The problem:
Copy each of the following items verbatim, with no changes.

Records for the task:
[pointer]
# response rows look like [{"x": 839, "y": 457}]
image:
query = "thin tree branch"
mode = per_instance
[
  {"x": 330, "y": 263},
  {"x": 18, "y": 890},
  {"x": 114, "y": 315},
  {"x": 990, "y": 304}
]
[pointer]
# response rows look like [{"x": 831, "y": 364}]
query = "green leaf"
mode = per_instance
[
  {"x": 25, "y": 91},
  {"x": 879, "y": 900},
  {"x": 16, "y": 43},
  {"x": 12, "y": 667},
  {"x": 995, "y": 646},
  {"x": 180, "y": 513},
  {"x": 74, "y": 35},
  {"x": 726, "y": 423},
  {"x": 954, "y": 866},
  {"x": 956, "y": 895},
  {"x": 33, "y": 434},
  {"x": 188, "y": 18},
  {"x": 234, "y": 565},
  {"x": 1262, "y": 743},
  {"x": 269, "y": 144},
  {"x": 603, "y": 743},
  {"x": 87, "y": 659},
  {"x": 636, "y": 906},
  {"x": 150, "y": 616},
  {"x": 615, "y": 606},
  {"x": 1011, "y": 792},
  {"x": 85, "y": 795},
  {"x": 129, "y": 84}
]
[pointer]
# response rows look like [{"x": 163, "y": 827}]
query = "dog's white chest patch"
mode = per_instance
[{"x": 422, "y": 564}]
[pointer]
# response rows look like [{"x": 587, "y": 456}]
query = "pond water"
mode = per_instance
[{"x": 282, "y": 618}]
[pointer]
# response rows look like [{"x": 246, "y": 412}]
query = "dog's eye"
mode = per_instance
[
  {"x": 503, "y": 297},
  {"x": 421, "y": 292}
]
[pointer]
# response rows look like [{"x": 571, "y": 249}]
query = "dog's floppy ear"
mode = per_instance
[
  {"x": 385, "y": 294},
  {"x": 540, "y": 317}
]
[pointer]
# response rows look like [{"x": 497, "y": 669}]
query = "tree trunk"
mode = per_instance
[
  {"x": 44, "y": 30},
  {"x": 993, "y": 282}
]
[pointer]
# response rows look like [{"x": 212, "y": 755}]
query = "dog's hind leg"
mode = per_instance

Exercise answer:
[pointer]
# response rows look like [{"x": 839, "y": 457}]
image:
query = "thin tree branch"
mode = per_instance
[
  {"x": 330, "y": 263},
  {"x": 18, "y": 890},
  {"x": 114, "y": 315},
  {"x": 990, "y": 304}
]
[pointer]
# response rows look like [{"x": 831, "y": 364}]
query = "green leaf"
mode = per_instance
[
  {"x": 25, "y": 91},
  {"x": 879, "y": 900},
  {"x": 16, "y": 43},
  {"x": 12, "y": 667},
  {"x": 995, "y": 646},
  {"x": 180, "y": 513},
  {"x": 74, "y": 35},
  {"x": 726, "y": 423},
  {"x": 954, "y": 866},
  {"x": 956, "y": 895},
  {"x": 33, "y": 434},
  {"x": 188, "y": 18},
  {"x": 234, "y": 565},
  {"x": 1262, "y": 743},
  {"x": 269, "y": 144},
  {"x": 603, "y": 743},
  {"x": 87, "y": 659},
  {"x": 636, "y": 906},
  {"x": 150, "y": 616},
  {"x": 615, "y": 606},
  {"x": 1011, "y": 792},
  {"x": 85, "y": 795},
  {"x": 129, "y": 84}
]
[pointer]
# response rows look like [{"x": 163, "y": 827}]
query = "dog's white chest patch"
mode = per_instance
[{"x": 422, "y": 564}]
[pointer]
# response rows look like [{"x": 587, "y": 456}]
query = "pond water"
mode = per_instance
[{"x": 282, "y": 618}]
[pointer]
# response rows look like [{"x": 246, "y": 412}]
query = "dog's eye"
mode = per_instance
[
  {"x": 503, "y": 297},
  {"x": 421, "y": 292}
]
[pointer]
# response rows look like [{"x": 571, "y": 249}]
query = "dog's floppy ear"
mode = per_instance
[
  {"x": 385, "y": 294},
  {"x": 540, "y": 317}
]
[pointer]
# response rows look like [{"x": 497, "y": 669}]
query = "tree trunk"
mode = per_instance
[
  {"x": 44, "y": 30},
  {"x": 993, "y": 282}
]
[pointer]
# response rows look like [{"x": 212, "y": 755}]
query = "dog's hind leg"
mode = per_instance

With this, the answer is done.